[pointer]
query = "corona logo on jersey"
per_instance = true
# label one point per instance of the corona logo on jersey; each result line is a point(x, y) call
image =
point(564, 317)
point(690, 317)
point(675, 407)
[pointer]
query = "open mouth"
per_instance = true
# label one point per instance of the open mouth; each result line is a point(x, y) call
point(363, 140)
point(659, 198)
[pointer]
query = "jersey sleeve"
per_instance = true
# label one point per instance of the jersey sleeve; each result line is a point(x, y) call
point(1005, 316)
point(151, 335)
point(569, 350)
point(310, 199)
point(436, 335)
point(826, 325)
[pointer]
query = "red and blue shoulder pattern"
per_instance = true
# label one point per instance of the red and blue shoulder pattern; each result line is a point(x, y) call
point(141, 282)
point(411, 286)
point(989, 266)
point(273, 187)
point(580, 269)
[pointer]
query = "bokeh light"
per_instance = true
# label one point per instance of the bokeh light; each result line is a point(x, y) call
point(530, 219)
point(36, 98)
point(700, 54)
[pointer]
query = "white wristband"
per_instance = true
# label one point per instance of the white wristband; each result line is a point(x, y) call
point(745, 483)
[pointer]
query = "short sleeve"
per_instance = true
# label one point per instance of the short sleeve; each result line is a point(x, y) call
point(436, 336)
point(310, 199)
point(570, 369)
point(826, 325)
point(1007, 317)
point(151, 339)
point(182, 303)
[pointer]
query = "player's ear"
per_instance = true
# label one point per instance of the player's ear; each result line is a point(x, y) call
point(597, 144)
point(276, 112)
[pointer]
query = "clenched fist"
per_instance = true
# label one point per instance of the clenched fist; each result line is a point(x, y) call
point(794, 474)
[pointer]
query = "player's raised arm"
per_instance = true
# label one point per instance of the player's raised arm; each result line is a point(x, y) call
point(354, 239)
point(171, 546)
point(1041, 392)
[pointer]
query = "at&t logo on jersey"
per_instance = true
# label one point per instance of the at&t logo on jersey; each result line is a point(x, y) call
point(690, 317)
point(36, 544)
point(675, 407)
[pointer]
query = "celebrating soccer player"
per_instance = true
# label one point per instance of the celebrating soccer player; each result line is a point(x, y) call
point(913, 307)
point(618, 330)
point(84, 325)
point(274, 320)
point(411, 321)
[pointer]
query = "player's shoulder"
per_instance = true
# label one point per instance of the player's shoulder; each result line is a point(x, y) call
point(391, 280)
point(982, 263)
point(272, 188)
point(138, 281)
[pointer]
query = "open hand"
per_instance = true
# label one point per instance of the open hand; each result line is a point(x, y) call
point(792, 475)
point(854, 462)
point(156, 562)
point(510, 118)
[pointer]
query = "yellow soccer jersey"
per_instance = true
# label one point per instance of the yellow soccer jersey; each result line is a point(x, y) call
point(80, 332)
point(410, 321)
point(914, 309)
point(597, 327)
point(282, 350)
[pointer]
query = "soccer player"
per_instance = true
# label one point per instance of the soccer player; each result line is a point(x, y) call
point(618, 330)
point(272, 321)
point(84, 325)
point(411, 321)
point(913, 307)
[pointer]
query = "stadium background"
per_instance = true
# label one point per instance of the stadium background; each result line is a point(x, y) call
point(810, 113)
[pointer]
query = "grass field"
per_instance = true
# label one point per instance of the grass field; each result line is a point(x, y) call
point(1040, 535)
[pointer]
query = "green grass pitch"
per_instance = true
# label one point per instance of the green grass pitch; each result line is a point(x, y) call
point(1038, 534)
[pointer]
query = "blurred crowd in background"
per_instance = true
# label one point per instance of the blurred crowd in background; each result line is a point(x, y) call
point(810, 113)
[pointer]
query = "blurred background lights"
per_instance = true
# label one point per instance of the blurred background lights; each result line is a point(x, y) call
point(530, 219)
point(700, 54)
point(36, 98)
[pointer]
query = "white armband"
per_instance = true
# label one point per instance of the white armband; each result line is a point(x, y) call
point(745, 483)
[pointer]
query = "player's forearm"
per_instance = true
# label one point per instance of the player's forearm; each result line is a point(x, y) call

Description of the task »
Copy the material above from its first line through the line containing "point(276, 112)", with both of those lines included. Shift every x and y coordinate in the point results by -39 and leave all other lines unchanged.

Solution »
[pointer]
query = "corona logo on jersey"
per_instance = true
# label one point per instance of the corona logo on jersey; each result line is a point(x, y) call
image =
point(525, 278)
point(651, 278)
point(636, 368)
[pointer]
query = "open mouth"
per_instance = true
# label one point per instance of the open mouth; each result line is a point(x, y) call
point(324, 101)
point(620, 159)
[pointer]
query = "jersey sleeve"
per_instance = true
# label one point per instance of the jersey sleeve; each result line is a point(x, y) call
point(966, 277)
point(112, 296)
point(530, 311)
point(271, 160)
point(397, 296)
point(787, 286)
[pointer]
query = "red and blue shoulder pattern"
per_instance = true
# label one point per instance of the red and blue shoulder pattern; each result line is a point(x, y) call
point(102, 243)
point(372, 247)
point(950, 227)
point(234, 148)
point(541, 230)
[pointer]
query = "bokeh light"
per_instance = true
# label one point per instance of the bokeh light; each result line is a point(x, y) call
point(491, 180)
point(-3, 59)
point(661, 15)
[pointer]
query = "white wristband"
per_instance = true
# label one point per instance of the white wristband; each result line is a point(x, y) call
point(706, 444)
[pointer]
query = "short sleeve"
per_instance = true
# label one point per instance of the short sleeve; each result line is a point(x, y) call
point(397, 297)
point(271, 160)
point(531, 330)
point(787, 286)
point(968, 278)
point(112, 300)
point(143, 264)
[pointer]
query = "player's ear"
per_instance = true
# label one point per instance of the player's ear; each result line is a point(x, y) call
point(558, 105)
point(237, 73)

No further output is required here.